[Opening TEXT FOR ANALYSIS section]

Activity-based Protein Profiling to investigate the interactome of the antimalarial early lead Plasmodione
Ilaria Iacobuccia,b , Vittoria Monacod, Agnès Hovasseb, Christine Schaefferb, Stephanie Blandinc, Sarah Cianferanib, Elisabeth Davioud-Charveta
a UMR7042 CNRS-Unistra-UHA, Laboratoire d’Innovation Moléculaire et Applications (LIMA), ECPM, F-67087 Strasbourg
b Laboratoire de Spectrométrie de Masse BioOrganique (LSMBO), Institute Pluridisciplinaire Hubert Curien (IPHC), UMR 7178 CNRS, ECPM, F-67087 Strasbourg
c UPR9022 CNRS-Unistra / U1257 INSERM, Modèles Insectes de l’Immunité Innée (MIR/M3I), IBMC, F-67000 Strasbourg
d University of Naples Federico II, Department of Chemical Sciences, Naples, Italy.

[Closing TEXT FOR ANALYSIS section]

WHAT THE EXERCISE ASKS:
Could you reproduce the Plasmodione article header word for word, starting at "Activity-based Protein Profiling" and ending at "Sciences, Naples, Italy."?

[Opening GIVEN MATERIAL section]

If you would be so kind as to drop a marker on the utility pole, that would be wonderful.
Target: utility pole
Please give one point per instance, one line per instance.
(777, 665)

[Closing GIVEN MATERIAL section]

ANSWER TO THIS TASK:
Activity-based Protein Profiling to investigate the interactome of the antimalarial early lead Plasmodione
Ilaria Iacobuccia,b , Vittoria Monacod, Agnès Hovasseb, Christine Schaefferb, Stephanie Blandinc, Sarah Cianferanib, Elisabeth Davioud-Charveta
a UMR7042 CNRS-Unistra-UHA, Laboratoire d’Innovation Moléculaire et Applications (LIMA), ECPM, F-67087 Strasbourg
b Laboratoire de Spectrométrie de Masse BioOrganique (LSMBO), Institute Pluridisciplinaire Hubert Curien (IPHC), UMR 7178 CNRS, ECPM, F-67087 Strasbourg
c UPR9022 CNRS-Unistra / U1257 INSERM, Modèles Insectes de l’Immunité Innée (MIR/M3I), IBMC, F-67000 Strasbourg
d University of Naples Federico II, Department of Chemical Sciences, Naples, Italy.